_Action item:_ When you reach the line containing "of the cathedral" in the entries below, please begin setting down lines exactly, stop only after the last one, and add nothing else.

_Data for processing:_
|---|
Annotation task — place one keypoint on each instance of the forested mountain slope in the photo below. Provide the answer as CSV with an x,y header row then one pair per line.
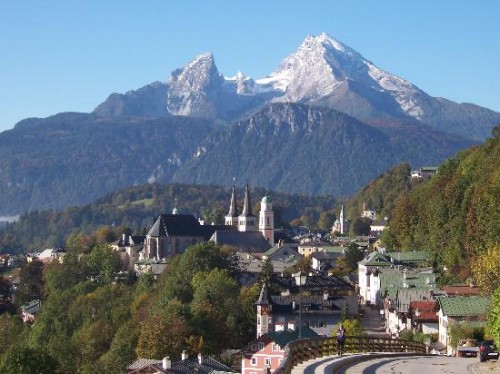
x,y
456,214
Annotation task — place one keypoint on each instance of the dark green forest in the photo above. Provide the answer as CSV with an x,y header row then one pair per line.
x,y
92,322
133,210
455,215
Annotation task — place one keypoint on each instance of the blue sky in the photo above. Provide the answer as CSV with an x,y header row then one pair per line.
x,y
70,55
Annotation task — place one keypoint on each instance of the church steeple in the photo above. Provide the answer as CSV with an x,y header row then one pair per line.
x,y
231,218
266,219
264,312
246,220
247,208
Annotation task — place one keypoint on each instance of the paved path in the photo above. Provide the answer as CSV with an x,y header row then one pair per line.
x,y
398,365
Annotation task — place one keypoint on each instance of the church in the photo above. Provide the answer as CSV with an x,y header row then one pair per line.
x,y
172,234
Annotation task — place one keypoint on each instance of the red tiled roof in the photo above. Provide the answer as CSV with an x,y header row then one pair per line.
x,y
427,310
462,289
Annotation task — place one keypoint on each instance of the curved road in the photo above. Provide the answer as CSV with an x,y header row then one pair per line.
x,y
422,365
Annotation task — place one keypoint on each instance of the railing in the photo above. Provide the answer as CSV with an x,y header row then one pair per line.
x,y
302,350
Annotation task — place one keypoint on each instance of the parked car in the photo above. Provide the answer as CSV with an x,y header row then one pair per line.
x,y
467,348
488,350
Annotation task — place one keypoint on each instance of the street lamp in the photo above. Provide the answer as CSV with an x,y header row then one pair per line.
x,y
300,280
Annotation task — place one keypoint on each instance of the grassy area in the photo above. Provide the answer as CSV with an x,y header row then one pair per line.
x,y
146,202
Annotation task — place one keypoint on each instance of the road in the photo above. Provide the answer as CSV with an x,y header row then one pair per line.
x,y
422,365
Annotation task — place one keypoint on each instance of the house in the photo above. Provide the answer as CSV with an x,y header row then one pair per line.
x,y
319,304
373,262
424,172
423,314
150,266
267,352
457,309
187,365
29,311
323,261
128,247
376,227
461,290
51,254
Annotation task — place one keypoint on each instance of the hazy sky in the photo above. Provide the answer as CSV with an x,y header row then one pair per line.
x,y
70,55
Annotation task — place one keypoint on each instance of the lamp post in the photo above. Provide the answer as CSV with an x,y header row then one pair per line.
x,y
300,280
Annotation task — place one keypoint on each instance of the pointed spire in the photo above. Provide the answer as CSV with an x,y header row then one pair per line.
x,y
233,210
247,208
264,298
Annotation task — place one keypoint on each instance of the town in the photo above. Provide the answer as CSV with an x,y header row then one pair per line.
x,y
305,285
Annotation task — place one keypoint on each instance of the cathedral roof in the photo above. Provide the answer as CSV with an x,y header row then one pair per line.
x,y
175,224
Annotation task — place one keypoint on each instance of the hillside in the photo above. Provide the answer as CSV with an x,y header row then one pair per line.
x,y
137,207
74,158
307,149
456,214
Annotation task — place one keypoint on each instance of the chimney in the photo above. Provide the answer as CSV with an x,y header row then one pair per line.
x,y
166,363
|---|
_Task solution:_
Annotation task — place one keypoint on each instance of the cathedral roof in the photo above. Provide the answer as CSV with an x,y header row then one pair per line.
x,y
175,224
Annotation task — place one keypoint on each instance of the hillside in the photo above. Provide the answer as CSV with an x,y header row then one pair per line.
x,y
137,207
74,158
307,149
456,214
Annotation task — place one keypoint on each instance of the chimney in the photo above. Provide the answer as CSV with an x,y header row then one pair per line.
x,y
166,363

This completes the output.